:: Excerpt to read ::

Hi all.. I have pictured this blog and also an older one, press HERE  to see those photos when finished here.
Many thanks to Kieran Gallagher for his kind donation to my Paypal account towards the run!
Have a great holiday Kieran.
By the way because I am just getting over a cold I took my short break in Arequiba before finishing Peru. I also got routine blood and health check ups and all is well! Many thanks to Joss, Ana and family for hosting me these last couple of days. Friday evening I return to the Pirwa backpackers hostel in Puno where I left off. I will start running the last three days towards the Bolivian border on Saturday…
 
 
Another marathon took me to the wonderfully sounding city of Ayacucho, famous for it´s 33 churches, one for every year Christ lived for. It may sound nice but Ayacucho was the birthplace of the notorious Peruvian guerrilla group known as the Shining Path. A Maoist group which was founded in the late 1960s by Abimael Guzman, a former university philosophy professor.
Its stated goal was to replace what it saw as bourgeois democracy with ” New Democracy ”. The Shining Path believed that by imposing a dictatorship of the  proletariat, inducing cultural revolution and eventually sparking world revolution, they could arrive at pure communism.

JUST LIKE HOME!

The group inflicted  violence deployed against peasants, trade union organizers, popularly elected officials and the general civilian population. The Shining Path is described by the Peruvian government as a terrorist organization. The group is on the U.S. Department of State’s list of Foreign List of  Terrorists and the European Union and Canada likewise describe it as a terrorist organization and prohibit providing funding or other financial support. Since the capture of its leader Abimael Guzman in 1992, the Shining Path has declined in activity. Certain factions of the Shining Path now claim to fight in order to force the government to reach a peace treaty with the rebels. Similar to militant groups in Colombia, some factions of Shining Path have adapted as a highly efficient cocaine smuggling operation, with an ostensibly paternalistic relationship to villagers.

:::

▶ [Given request A]
In the blog post, what year was the Shining Path leader Abimael Guzman captured?
▶ [Given request B]
Translate this sentence from the blog post into Spanish: "Friday evening I return to the Pirwa backpackers hostel in Puno where I left off."
▶ [Given request C]
Sum up the blog post in two sentences.
These records have nothing to do with the blog post.

:: Supplied information ::

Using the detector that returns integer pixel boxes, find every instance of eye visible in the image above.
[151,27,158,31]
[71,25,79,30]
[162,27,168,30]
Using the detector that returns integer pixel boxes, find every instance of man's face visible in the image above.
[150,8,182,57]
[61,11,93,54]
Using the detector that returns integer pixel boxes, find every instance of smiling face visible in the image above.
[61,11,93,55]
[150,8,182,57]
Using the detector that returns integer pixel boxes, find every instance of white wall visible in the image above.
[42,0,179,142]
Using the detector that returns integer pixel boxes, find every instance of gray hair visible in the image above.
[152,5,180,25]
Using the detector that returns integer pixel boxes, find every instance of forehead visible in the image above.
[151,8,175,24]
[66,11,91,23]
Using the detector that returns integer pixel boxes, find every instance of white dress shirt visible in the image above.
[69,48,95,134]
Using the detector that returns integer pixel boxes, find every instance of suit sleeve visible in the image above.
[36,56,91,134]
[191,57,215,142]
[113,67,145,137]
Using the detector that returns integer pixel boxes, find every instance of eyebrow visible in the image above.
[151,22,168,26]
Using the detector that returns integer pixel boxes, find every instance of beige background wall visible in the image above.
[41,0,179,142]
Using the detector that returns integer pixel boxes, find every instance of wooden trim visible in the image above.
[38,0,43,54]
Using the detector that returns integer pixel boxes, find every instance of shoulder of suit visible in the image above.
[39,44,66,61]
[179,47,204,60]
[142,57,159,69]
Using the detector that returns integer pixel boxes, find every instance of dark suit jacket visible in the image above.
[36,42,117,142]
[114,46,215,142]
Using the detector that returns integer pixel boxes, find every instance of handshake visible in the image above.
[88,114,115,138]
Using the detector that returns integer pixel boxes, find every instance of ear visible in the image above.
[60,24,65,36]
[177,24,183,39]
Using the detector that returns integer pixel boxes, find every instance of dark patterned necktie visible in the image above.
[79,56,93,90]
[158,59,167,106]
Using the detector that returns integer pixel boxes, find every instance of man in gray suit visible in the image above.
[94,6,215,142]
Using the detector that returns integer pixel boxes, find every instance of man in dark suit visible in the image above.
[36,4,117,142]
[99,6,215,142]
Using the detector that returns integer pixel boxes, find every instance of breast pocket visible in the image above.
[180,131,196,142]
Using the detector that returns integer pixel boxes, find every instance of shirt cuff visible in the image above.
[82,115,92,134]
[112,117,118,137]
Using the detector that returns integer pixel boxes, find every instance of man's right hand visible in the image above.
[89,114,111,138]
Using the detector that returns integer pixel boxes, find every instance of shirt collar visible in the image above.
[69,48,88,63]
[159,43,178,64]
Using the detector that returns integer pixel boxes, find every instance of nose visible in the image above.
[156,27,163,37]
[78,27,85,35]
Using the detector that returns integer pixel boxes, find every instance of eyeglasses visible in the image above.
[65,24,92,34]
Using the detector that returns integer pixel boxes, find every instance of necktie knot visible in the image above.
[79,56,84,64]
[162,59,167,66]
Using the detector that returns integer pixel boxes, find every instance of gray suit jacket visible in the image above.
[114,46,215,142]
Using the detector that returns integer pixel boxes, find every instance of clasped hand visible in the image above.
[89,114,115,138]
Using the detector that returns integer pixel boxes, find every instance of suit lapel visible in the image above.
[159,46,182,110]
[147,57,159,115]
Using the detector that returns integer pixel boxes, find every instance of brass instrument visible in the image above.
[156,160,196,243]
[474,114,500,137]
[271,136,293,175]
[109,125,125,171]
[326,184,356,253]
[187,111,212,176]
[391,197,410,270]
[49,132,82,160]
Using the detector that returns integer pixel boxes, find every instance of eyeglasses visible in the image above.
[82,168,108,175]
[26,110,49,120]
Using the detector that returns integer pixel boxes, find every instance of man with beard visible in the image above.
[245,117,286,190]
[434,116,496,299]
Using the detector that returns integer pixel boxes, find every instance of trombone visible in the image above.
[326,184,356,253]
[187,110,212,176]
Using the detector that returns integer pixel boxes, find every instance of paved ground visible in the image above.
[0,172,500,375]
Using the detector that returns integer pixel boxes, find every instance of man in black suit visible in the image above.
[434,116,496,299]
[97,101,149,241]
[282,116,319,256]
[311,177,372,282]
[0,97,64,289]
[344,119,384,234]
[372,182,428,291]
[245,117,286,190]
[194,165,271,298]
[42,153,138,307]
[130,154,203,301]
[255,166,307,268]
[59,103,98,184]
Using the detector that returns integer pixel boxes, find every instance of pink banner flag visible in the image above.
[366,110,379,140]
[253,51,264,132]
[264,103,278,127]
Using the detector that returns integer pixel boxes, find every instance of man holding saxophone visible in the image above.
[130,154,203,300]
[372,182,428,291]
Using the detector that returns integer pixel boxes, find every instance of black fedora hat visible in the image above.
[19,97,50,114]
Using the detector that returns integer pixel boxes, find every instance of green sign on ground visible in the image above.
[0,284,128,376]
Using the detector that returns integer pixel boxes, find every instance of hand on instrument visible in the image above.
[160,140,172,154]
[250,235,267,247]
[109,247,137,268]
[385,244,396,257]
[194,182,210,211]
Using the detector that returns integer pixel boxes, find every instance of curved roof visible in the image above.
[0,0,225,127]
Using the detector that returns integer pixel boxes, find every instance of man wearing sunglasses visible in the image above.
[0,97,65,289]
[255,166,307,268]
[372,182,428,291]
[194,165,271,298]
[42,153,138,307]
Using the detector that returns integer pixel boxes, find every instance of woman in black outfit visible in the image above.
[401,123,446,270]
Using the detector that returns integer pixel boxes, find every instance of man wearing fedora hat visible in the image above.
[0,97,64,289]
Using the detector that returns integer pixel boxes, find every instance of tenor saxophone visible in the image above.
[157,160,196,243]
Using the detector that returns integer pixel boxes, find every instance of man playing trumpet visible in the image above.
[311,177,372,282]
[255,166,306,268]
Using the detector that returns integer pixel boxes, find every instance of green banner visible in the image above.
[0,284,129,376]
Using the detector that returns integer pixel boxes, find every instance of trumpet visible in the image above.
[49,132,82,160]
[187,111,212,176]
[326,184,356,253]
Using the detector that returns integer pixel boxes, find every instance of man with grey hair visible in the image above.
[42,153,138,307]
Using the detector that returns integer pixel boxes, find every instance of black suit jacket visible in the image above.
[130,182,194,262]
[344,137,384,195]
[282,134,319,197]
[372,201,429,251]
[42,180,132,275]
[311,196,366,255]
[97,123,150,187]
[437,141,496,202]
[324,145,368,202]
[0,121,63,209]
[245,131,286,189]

:::
:: Supplied information ::

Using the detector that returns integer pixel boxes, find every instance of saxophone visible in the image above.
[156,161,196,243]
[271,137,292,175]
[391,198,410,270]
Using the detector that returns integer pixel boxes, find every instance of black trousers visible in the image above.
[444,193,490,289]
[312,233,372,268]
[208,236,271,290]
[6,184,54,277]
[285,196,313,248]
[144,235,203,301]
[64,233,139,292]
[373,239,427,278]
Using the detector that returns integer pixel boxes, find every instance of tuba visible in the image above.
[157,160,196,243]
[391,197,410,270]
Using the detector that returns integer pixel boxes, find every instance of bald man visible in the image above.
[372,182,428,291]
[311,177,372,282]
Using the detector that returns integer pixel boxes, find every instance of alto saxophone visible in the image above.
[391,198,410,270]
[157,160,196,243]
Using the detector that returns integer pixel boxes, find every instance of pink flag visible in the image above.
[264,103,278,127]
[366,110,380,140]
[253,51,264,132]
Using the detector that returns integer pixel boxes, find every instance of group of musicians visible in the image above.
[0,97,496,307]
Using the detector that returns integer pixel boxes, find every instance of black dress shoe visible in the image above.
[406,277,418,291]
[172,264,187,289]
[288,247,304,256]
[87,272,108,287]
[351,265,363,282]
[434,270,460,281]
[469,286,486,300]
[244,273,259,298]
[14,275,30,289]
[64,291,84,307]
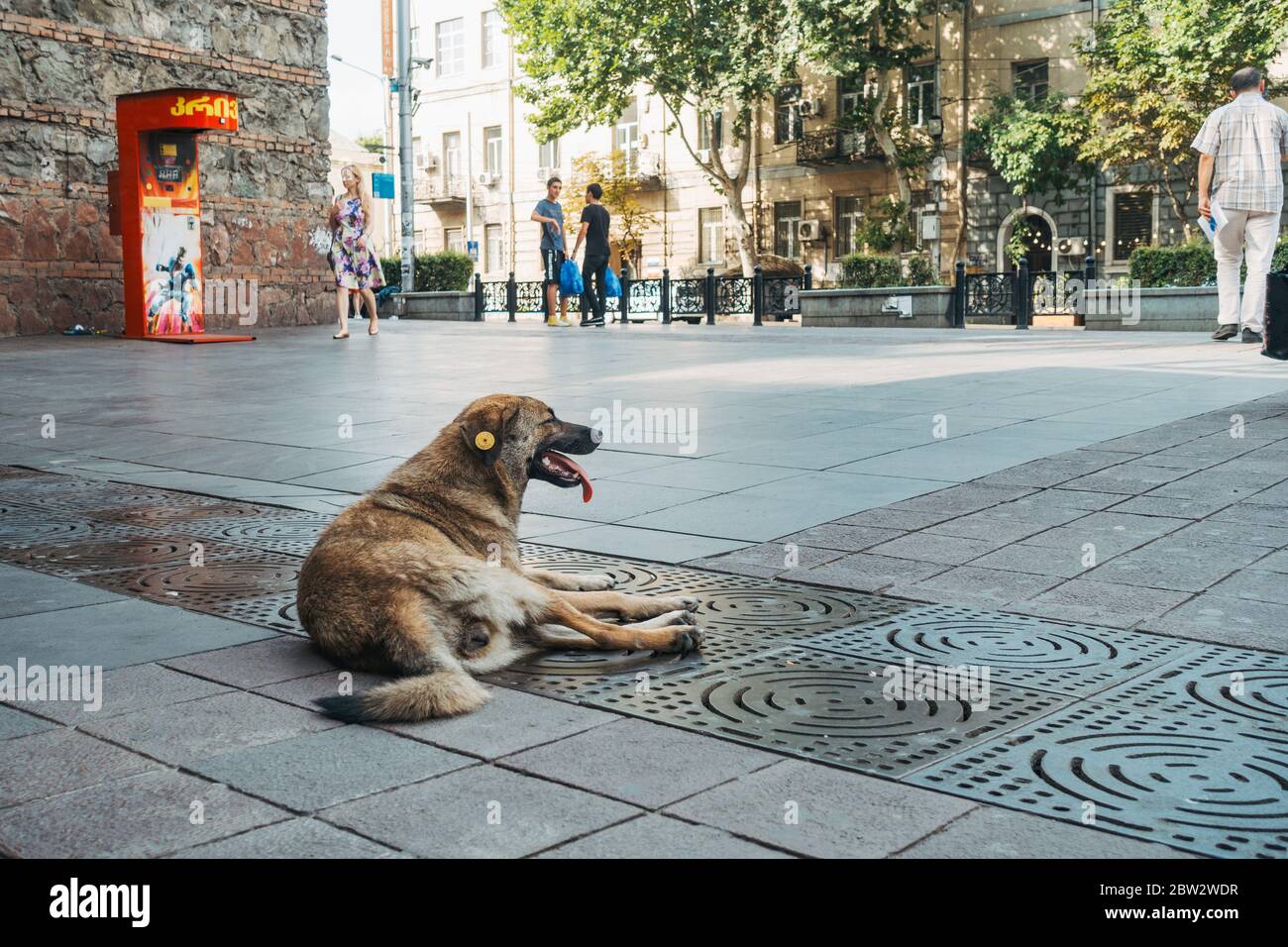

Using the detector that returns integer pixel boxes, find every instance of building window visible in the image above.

:::
:: Supplied information ::

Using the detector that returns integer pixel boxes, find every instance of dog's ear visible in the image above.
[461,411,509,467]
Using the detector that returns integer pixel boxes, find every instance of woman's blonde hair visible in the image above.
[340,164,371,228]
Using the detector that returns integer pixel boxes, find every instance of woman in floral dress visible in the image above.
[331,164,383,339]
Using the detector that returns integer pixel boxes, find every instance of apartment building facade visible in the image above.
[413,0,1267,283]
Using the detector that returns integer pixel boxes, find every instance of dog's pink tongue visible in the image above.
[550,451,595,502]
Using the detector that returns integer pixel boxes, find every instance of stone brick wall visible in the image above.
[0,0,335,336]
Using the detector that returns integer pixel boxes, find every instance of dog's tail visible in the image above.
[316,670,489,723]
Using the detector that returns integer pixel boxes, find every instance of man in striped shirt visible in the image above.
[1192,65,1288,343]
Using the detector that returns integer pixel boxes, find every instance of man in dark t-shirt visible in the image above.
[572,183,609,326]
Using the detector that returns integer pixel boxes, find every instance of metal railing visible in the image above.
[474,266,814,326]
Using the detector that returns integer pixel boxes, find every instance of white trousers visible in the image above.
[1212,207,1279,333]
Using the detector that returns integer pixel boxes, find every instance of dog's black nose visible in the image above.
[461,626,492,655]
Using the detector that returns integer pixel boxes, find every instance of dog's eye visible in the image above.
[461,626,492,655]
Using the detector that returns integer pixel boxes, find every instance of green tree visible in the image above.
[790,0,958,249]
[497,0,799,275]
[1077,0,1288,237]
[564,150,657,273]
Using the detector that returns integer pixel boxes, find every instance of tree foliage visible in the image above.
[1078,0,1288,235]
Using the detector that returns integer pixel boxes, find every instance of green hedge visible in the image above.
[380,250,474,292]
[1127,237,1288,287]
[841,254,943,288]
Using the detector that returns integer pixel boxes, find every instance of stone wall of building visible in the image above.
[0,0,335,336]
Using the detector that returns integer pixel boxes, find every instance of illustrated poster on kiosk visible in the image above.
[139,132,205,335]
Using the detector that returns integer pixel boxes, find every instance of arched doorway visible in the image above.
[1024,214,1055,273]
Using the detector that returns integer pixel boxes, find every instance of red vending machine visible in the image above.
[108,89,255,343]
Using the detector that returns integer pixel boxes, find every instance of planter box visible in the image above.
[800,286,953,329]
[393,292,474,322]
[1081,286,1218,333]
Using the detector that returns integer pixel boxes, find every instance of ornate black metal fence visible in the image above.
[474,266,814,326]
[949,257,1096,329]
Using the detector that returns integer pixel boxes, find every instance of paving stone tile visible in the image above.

:::

▶ [Exercise solution A]
1992

▶ [Exercise solution B]
El viernes por la noche vuelvo al albergue para mochileros Pirwa en Puno, donde lo dejé.

▶ [Exercise solution C]
While getting over a cold, the writer took a short break in Arequiba, got health check-ups that showed all is well, and will start running the last three days toward the Bolivian border on Saturday. The post also describes Ayacucho, famous for its 33 churches and the birthplace of the Shining Path, a Maoist group that Peru, the United States, the European Union and Canada call terrorist and that has declined since its leader Abimael Guzman was captured in 1992.